Records from a dataset

▬▬▬▬▬▬▬▬▬▬

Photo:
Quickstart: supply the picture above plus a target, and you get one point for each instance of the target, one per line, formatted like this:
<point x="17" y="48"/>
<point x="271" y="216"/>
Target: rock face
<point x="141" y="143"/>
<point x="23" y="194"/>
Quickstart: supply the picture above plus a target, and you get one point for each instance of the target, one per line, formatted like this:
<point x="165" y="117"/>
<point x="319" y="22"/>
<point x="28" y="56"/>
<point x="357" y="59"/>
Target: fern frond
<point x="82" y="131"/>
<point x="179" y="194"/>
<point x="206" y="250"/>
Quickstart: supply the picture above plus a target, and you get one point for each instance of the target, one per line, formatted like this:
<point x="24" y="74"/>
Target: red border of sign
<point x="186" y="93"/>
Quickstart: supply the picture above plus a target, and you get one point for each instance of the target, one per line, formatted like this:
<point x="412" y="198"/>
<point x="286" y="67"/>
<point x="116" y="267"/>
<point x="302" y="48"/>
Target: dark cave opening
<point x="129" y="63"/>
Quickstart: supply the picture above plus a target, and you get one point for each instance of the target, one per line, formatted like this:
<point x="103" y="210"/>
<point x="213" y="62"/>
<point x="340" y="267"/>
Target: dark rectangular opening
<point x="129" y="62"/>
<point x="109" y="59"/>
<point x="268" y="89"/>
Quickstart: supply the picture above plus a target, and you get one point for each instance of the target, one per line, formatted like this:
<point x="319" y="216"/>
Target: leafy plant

▬▬▬▬▬▬▬▬▬▬

# [Exercise requirements]
Every line of the records should be reproduced exactly.

# [Answer to this exercise]
Photo:
Quickstart: supply the picture above plus a target, and you get one point for each instance of the target, one per line, formatted like this:
<point x="17" y="48"/>
<point x="271" y="216"/>
Target: rock face
<point x="141" y="143"/>
<point x="23" y="194"/>
Quickstart: supply the picture above plus a target, and you get one point for each instance of the target, one per line, formatted like this:
<point x="165" y="117"/>
<point x="319" y="22"/>
<point x="28" y="56"/>
<point x="357" y="59"/>
Target: fern frond
<point x="82" y="131"/>
<point x="179" y="194"/>
<point x="206" y="250"/>
Quickstart: supply the picture above plus a target, and you get one point for each instance of the target, one per line, formatted like this:
<point x="24" y="74"/>
Target: red border of sign
<point x="186" y="93"/>
Quickstart: supply the picture above plus a target, and you get one point for each instance of the target, one per line, formatted like this:
<point x="412" y="198"/>
<point x="286" y="67"/>
<point x="116" y="267"/>
<point x="302" y="48"/>
Target: dark cave opening
<point x="129" y="63"/>
Quickstart: supply the picture above plus a target, and you get one point for each instance of the target, one per line, formatted like this:
<point x="103" y="210"/>
<point x="213" y="62"/>
<point x="340" y="267"/>
Target: dark rectangular opening
<point x="129" y="62"/>
<point x="109" y="59"/>
<point x="268" y="89"/>
Quickstart: supply the picture above plus a target, and you get one point for each instance of the target, one per line, formatted like this:
<point x="319" y="216"/>
Target: leafy plant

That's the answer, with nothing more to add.